[Records of labeled points]
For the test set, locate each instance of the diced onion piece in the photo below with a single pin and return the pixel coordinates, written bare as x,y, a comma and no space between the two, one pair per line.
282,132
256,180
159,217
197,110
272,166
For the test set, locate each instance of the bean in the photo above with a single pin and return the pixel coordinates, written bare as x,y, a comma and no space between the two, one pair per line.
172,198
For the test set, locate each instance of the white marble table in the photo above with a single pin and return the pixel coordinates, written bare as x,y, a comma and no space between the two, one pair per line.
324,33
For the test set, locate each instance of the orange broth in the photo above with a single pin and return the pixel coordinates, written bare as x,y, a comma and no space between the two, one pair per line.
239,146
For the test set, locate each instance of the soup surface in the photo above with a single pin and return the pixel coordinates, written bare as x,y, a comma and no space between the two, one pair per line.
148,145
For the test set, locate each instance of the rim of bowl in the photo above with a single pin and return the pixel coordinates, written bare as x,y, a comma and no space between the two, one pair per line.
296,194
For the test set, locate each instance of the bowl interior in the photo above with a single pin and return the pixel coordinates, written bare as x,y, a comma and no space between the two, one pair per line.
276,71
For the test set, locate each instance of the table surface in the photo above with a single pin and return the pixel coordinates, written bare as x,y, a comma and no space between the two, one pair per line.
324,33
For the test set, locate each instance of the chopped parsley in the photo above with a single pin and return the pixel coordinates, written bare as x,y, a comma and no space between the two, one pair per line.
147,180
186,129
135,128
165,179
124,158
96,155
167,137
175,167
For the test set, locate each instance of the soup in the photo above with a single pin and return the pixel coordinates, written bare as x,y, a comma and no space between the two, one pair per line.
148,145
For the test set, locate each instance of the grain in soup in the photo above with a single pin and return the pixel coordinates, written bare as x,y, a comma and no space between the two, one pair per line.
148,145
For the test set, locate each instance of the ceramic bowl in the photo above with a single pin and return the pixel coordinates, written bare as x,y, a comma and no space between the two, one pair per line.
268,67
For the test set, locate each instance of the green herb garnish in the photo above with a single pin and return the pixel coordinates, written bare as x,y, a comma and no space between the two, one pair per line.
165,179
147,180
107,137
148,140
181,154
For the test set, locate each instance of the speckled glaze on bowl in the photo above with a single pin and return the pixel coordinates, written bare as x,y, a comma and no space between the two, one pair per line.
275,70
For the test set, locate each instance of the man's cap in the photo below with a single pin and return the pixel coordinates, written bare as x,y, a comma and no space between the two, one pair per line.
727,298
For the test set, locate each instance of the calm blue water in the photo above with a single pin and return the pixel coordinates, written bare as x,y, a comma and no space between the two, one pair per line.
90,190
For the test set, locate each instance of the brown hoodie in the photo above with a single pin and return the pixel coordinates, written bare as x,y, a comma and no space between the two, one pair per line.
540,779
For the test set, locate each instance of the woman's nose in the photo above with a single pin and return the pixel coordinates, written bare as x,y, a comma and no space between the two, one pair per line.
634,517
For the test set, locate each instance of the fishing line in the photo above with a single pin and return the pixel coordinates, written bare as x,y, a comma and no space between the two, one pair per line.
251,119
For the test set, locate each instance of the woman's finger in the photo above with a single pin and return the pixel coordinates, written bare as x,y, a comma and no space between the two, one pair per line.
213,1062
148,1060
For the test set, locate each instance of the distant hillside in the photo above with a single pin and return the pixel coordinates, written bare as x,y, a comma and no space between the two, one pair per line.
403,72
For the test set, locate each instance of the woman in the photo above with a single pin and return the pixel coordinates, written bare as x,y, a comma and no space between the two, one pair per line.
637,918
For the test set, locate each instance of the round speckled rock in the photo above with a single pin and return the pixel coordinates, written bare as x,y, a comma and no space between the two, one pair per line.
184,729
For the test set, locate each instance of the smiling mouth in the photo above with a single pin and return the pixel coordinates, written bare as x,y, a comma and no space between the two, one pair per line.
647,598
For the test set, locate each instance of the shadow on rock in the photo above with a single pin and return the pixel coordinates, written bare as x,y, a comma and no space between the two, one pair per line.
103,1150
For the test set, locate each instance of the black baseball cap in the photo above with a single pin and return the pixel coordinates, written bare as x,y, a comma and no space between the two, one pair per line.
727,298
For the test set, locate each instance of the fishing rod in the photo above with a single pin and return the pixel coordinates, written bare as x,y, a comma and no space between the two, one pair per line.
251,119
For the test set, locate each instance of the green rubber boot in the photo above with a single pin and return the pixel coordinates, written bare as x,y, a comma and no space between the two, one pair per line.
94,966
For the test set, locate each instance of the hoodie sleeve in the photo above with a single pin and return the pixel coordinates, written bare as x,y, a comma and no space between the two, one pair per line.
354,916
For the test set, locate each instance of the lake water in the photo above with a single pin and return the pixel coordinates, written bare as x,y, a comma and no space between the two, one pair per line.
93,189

Exercise goal
Reproduce all of the records above word for word, keeping every line as it stands.

Correct answer
For the test set, locate each instance of the diced onion piece in the photo below with a single pin and return the pixel coordinates, written bare as x,y, a comma and no space between the two, one pair per line.
282,132
256,180
159,217
197,110
272,166
For the test set, locate each instance of the bean in the photo above with a single pin and return the pixel coordinates, written bare as x,y, a comma and no space between the two, one pair per line.
172,198
For the test set, locate each instance of the white marble table in the photo above with a single pin and return the pixel coordinates, written bare as x,y, a comma and no space between the two, one pair per line.
324,33
For the test set, locate each instance of the orange broth in the photo above with a single pin and return the pixel coordinates, written bare as x,y, a comma and no space between the two, one pair per line.
239,146
For the test set, locate each instance of the soup surface in the photo above with a single pin and return the pixel coordinates, written bare as x,y, a comma and no space between the two, one pair per line.
148,145
For the test set, locate each instance of the rim of bowl in the photo above with a single pin and return the pixel coordinates, written bare as x,y, a comma and no space between the two, one pair per line.
296,194
For the test set, locate each instance of the bowl interior in the photo above with a single pin and return the pixel coordinates, written bare as x,y, a comma and no space between the two, one pair per line.
276,71
For the test set, locate each instance of the table surface in the photo above with a single pin and return the pixel coordinates, written bare as x,y, a comma and no space between the two, one pair per line.
324,33
For the test set, locate each instance of the chopped parsley in the photo above with a single pin and return the pixel coordinates, written bare as x,y, a comma and no space between the two, one pair per line.
147,180
186,129
135,128
165,179
124,158
96,155
167,137
175,167
For the test set, locate each instance of the soup in the photo above with a single pin and return the pixel coordinates, written bare as x,y, a comma and no space between the two, one pair per line.
148,145
For the test set, locate each instance of the grain in soup in the photo above with a single pin and return the pixel coordinates, written bare as x,y, a comma and no space between the two, one pair per line.
148,145
For the test set, locate each instance of the ceramic bowl in the photo above with a single pin and return the pixel coordinates, written bare as x,y, a comma and no space between the two, one pair per line.
268,67
For the test set, locate each instance of the green herb garnish in the photo above with a single pin and return the pixel coordinates, written bare as x,y, a comma and no space between the two, one pair per line.
165,179
147,180
107,137
148,140
181,154
For the test set, locate each instance of the speckled glaze on bowl in the photo above with a single pin and return the pixel coordinates, written bare as x,y, a comma and no space between the two, one pair per line.
275,70
For the test set, locate each instance of the man's cap in the photo below with a single pin and return the pixel coordinates, written bare as x,y, a comma and no space between the two, one pair per line.
727,298
For the test set, locate each instance of the calm blue water in the photo above with a single pin and return the pixel coordinates, written bare as x,y, a comma and no space between the two, one pair per line.
90,190
For the test set, locate each instance of the brown hoodie in the photo above with a single pin and return the pixel coordinates, written bare as x,y, a comma and no space between the two, one pair per line.
540,779
For the test set, locate each instance of the woman's nose in the photo above with a single pin and return the pixel coordinates, written bare as x,y, a comma and no space between the two, one pair per line.
634,517
For the test set, locate each instance of the fishing line in the photo above with a single pin and return the pixel coordinates, written bare as x,y, a comma and no space between the two, one pair per line.
251,119
For the test set, locate each instance of the woman's finger in the photo above with a single pin and return the pixel coordinates, written bare as x,y, a comma and no space between the two, one pair per line.
213,1062
148,1060
For the test set, locate each instance of the distant hillside in the photo above with a single pin and return the pixel coordinates, written bare as x,y, a comma and no space between the two, one pair per line.
403,72
For the test set, locate each instance of the woman in the photo above with a single pin and return the pixel coordinates, written bare as x,y, a comma and no space between the two, one pair per line.
637,918
For the test set, locate each instance of the round speckled rock in the photo above with a single pin and return the pixel coordinates, written bare as x,y, a comma and no space between the two, one pair per line.
184,729
For the test set, locate each instance of the smiling mouth in the photo above with a single pin and return the pixel coordinates, written bare as x,y, a comma and no space between the two, one pair per line.
647,598
For the test set, locate each instance of the shadow on rock in the photo above with a single pin and return the pixel coordinates, written bare as x,y, a comma and no space between the two, one pair per line.
103,1150
For the test set, locate each instance of the black baseball cap in the photo above with a single pin and return the pixel coordinates, written bare as x,y, a comma and no space between the two, one pair per line.
727,298
For the test set, locate each instance of the fishing rod in the photo above with a single pin and return the pixel coordinates, written bare as x,y, a comma and no space between the two, one pair per line.
251,119
For the test set, locate each instance of the green rubber boot in the photo above with a single pin and return the pixel coordinates, written bare as x,y, a comma and no space between the two, one pair per line.
94,966
For the test set, locate each instance of the hoodie sleeve in the photo above with a single pin and return the pixel coordinates, written bare as x,y, a comma and no space between the two, one pair per line.
354,916
For the test set, locate each instance of the lake water in the photo above with a single pin and return the pixel coordinates, written bare as x,y, a comma and no space between the two, one pair per line.
93,189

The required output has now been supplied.